**Given request**
Any picture among the records should be left out, please; retype the rest exactly.

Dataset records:
══════════════════════════════
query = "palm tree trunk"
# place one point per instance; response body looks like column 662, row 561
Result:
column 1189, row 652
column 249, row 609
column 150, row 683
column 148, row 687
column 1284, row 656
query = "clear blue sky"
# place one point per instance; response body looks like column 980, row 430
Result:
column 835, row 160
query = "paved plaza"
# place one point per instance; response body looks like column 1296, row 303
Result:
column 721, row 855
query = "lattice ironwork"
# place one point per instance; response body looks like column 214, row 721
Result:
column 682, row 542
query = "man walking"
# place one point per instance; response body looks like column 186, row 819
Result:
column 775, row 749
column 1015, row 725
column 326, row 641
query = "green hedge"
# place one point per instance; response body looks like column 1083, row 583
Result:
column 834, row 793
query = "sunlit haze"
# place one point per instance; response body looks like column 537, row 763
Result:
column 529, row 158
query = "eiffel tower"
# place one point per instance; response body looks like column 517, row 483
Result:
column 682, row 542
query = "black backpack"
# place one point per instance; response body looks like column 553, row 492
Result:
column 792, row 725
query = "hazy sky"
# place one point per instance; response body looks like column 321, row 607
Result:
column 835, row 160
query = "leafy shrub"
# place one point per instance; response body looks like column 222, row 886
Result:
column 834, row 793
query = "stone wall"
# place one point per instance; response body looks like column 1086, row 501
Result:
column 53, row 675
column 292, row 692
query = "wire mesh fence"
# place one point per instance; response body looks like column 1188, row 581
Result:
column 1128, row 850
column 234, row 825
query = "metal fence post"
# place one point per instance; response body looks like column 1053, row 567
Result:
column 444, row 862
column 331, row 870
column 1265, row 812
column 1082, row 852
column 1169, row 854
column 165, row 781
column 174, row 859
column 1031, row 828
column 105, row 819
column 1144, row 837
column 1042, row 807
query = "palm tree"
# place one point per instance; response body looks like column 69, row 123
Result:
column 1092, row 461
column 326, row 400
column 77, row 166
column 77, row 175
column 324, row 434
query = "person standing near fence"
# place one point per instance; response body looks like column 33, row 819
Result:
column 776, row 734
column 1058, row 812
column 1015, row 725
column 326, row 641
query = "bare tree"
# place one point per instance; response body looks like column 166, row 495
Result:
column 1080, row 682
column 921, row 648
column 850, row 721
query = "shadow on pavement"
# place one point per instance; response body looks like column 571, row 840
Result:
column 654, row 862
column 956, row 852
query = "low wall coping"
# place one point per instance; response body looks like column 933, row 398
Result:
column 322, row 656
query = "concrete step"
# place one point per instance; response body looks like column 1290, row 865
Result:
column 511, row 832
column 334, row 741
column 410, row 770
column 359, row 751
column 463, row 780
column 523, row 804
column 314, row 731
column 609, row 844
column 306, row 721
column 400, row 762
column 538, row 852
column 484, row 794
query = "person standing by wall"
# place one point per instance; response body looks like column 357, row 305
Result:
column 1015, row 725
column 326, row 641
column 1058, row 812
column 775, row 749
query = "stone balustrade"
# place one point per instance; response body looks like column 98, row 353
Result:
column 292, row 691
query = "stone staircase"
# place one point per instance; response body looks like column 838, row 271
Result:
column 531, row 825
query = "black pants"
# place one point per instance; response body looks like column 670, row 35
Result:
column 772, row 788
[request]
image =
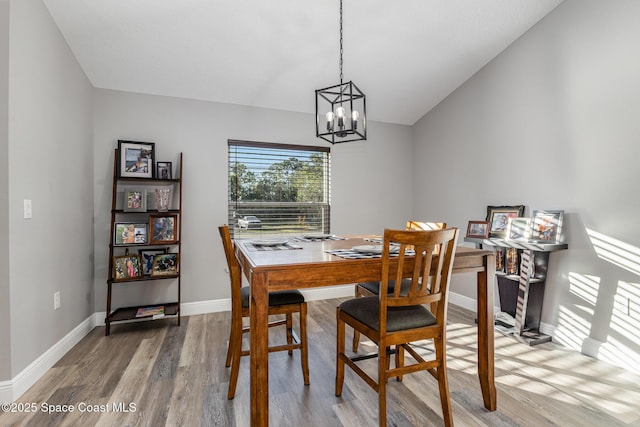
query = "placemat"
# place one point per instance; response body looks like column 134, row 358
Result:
column 315, row 239
column 351, row 254
column 285, row 246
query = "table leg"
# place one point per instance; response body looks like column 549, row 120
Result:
column 486, row 358
column 259, row 353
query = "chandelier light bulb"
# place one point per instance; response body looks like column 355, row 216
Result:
column 330, row 116
column 341, row 117
column 354, row 119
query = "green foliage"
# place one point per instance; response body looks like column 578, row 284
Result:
column 290, row 180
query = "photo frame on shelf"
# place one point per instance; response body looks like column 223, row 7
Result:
column 478, row 229
column 163, row 229
column 164, row 170
column 136, row 159
column 135, row 199
column 147, row 256
column 127, row 267
column 165, row 265
column 518, row 229
column 498, row 218
column 546, row 226
column 129, row 233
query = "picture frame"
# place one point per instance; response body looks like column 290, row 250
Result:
column 163, row 229
column 164, row 170
column 136, row 159
column 127, row 267
column 134, row 199
column 129, row 233
column 147, row 256
column 498, row 218
column 165, row 265
column 478, row 229
column 518, row 229
column 546, row 226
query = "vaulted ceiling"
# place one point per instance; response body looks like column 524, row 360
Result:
column 406, row 56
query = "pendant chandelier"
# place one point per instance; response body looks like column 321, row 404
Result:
column 341, row 110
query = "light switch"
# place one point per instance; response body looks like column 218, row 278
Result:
column 27, row 209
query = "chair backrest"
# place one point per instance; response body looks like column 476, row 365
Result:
column 430, row 273
column 235, row 271
column 417, row 225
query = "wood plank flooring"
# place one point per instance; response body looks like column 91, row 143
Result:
column 168, row 375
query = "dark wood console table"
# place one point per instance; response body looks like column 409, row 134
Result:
column 521, row 293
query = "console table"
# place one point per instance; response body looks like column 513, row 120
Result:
column 521, row 293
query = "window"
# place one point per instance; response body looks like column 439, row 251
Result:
column 278, row 189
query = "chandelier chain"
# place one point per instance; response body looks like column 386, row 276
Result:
column 341, row 49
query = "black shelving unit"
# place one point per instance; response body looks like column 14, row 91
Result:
column 171, row 308
column 522, row 292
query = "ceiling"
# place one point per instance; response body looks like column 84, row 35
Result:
column 406, row 56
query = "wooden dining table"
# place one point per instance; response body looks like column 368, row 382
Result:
column 310, row 265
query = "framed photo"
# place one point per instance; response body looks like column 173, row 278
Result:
column 127, row 267
column 147, row 256
column 518, row 229
column 165, row 265
column 136, row 159
column 163, row 170
column 163, row 228
column 478, row 229
column 498, row 218
column 128, row 233
column 546, row 226
column 135, row 200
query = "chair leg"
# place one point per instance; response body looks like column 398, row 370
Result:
column 356, row 334
column 340, row 327
column 304, row 350
column 236, row 351
column 443, row 383
column 383, row 365
column 230, row 347
column 289, row 328
column 399, row 359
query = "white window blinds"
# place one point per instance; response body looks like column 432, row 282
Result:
column 278, row 189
══════════════════════════════
**Answer to the problem**
query = "palm tree trunk"
# place one point per instance; response body looks like column 662, row 561
Result:
column 1189, row 652
column 249, row 609
column 150, row 683
column 148, row 687
column 1284, row 656
query = "clear blue sky"
# place one point per instance; response body looks like column 980, row 430
Result:
column 835, row 160
query = "paved plaza"
# place one point per instance; response body looks like column 1296, row 303
Result:
column 721, row 855
query = "lattice ironwork"
# place one point per instance; response body looks like column 214, row 721
Result:
column 682, row 542
query = "man walking"
# place one point per instance; response body looks like column 186, row 819
Result:
column 775, row 749
column 1015, row 725
column 326, row 641
query = "green hedge"
# place one point per instance; response body looks like column 1083, row 583
Result:
column 834, row 793
query = "sunlit haze"
# place one point per instance; response body looks like column 537, row 763
Result:
column 529, row 158
query = "eiffel tower"
# place one point per instance; response body looks like column 517, row 483
Result:
column 682, row 542
query = "black backpack"
# place one point per instance; response body looks like column 553, row 492
Result:
column 792, row 725
query = "hazy sky"
# place one point per instance; response body looks like column 321, row 607
Result:
column 835, row 160
query = "leafy shrub"
# place one point per instance; response body looks like column 222, row 886
Result:
column 834, row 793
query = "stone wall"
# place one point per instance; response body looks like column 1086, row 501
Result:
column 53, row 675
column 292, row 692
query = "wire mesh fence"
# place one point per instance; response body looks like column 1188, row 581
Result:
column 1128, row 850
column 234, row 825
query = "metal fence post"
# place one point per instance; response body looks like column 1053, row 567
Result:
column 444, row 862
column 331, row 870
column 1265, row 812
column 1082, row 852
column 1169, row 854
column 165, row 781
column 174, row 859
column 1031, row 828
column 105, row 819
column 1144, row 837
column 1042, row 807
query = "palm tree"
# place one point per instance; response body looks like column 69, row 123
Result:
column 1092, row 461
column 326, row 400
column 77, row 166
column 77, row 175
column 324, row 434
query = "person standing near fence"
# place one point per instance; response body looks like column 33, row 819
Result:
column 776, row 734
column 1058, row 812
column 1015, row 725
column 326, row 641
query = "bare tree"
# place one point per instance; response body looks like column 166, row 495
Result:
column 1080, row 682
column 921, row 648
column 850, row 721
query = "shadow on pavement"
# place one point per instance; response body looks like column 571, row 840
Result:
column 654, row 862
column 956, row 852
query = "low wall coping"
# place one point per instance; response body looks like column 933, row 398
Result:
column 322, row 656
query = "concrete step"
# place one point per instance; response body looks like column 1290, row 865
Result:
column 511, row 832
column 334, row 741
column 410, row 770
column 359, row 751
column 463, row 780
column 523, row 804
column 314, row 731
column 609, row 844
column 306, row 721
column 400, row 762
column 538, row 852
column 484, row 794
query = "person standing by wall"
# place one point per instance; response body looks like column 357, row 305
Result:
column 1015, row 725
column 326, row 641
column 1058, row 812
column 775, row 749
query = "stone balustrade"
# place one point per instance; response body looks like column 98, row 353
Result:
column 292, row 691
query = "stone staircase"
# place one point per instance; response body looks like column 838, row 271
Result:
column 531, row 825
query = "black pants"
# place one point per instance; response body looks like column 670, row 35
Result:
column 772, row 788
[request]
image =
query = "placemat"
# place one point per instance; response body looks like column 134, row 358
Result:
column 315, row 239
column 351, row 254
column 285, row 246
query = "table leg"
# place one point per instance; response body looks like column 549, row 120
Result:
column 486, row 358
column 259, row 353
query = "chandelier light bulb"
# place one point per instance; response body looks like column 355, row 216
Result:
column 330, row 116
column 341, row 117
column 354, row 119
query = "green foliage"
# place one point per instance; response body looks like column 578, row 284
Result:
column 290, row 180
query = "photo frame on shelf"
# place one point per instance; response body looks like column 223, row 7
Result:
column 478, row 229
column 163, row 229
column 164, row 170
column 136, row 159
column 135, row 199
column 147, row 256
column 127, row 267
column 165, row 265
column 518, row 229
column 498, row 218
column 546, row 226
column 129, row 233
query = "picture frame"
# place one point per instance; response body looks like column 290, row 250
Result:
column 163, row 229
column 164, row 170
column 136, row 159
column 127, row 267
column 134, row 199
column 129, row 233
column 147, row 256
column 498, row 218
column 165, row 265
column 478, row 229
column 518, row 229
column 546, row 226
query = "vaulted ceiling"
# place one point per instance; response body looks like column 524, row 360
Result:
column 406, row 56
query = "pendant chandelier"
# place one point per instance; response body looks like column 321, row 404
Result:
column 341, row 110
query = "light switch"
# place one point per instance; response body looks like column 218, row 278
Result:
column 27, row 209
query = "chair backrest"
# place one point per instance; response body looks like column 476, row 365
Result:
column 430, row 273
column 235, row 271
column 417, row 225
query = "wood plank flooring"
# place one point per instance; response body looks like column 91, row 143
Result:
column 168, row 375
query = "dark wood console table"
# place one point per instance; response body looks like column 409, row 134
Result:
column 521, row 293
query = "console table"
# place one point per instance; response body looks like column 513, row 120
Result:
column 521, row 293
query = "window"
# place one point per instance; response body looks like column 439, row 251
Result:
column 278, row 189
query = "chandelier chain"
# place one point per instance; response body looks like column 386, row 276
Result:
column 341, row 49
query = "black shelving unit"
# place one point per instance; response body looks like column 14, row 91
Result:
column 171, row 308
column 522, row 292
query = "ceiling"
# place one point per instance; response body looks like column 84, row 35
Result:
column 406, row 56
query = "wooden dining table"
# place one point per instance; response body looks like column 368, row 382
Result:
column 310, row 265
query = "framed photo"
# place one point per instance; response body looks like column 173, row 278
Result:
column 127, row 267
column 147, row 256
column 518, row 229
column 165, row 265
column 136, row 159
column 163, row 170
column 163, row 228
column 478, row 229
column 498, row 218
column 128, row 233
column 546, row 226
column 135, row 200
query = "chair leg"
# place one point per instance; response body looks like column 398, row 370
Result:
column 356, row 334
column 340, row 327
column 304, row 350
column 236, row 351
column 443, row 383
column 383, row 365
column 230, row 347
column 289, row 328
column 399, row 359
query = "white window blinds"
# place one point per instance; response body looks like column 432, row 282
Result:
column 278, row 189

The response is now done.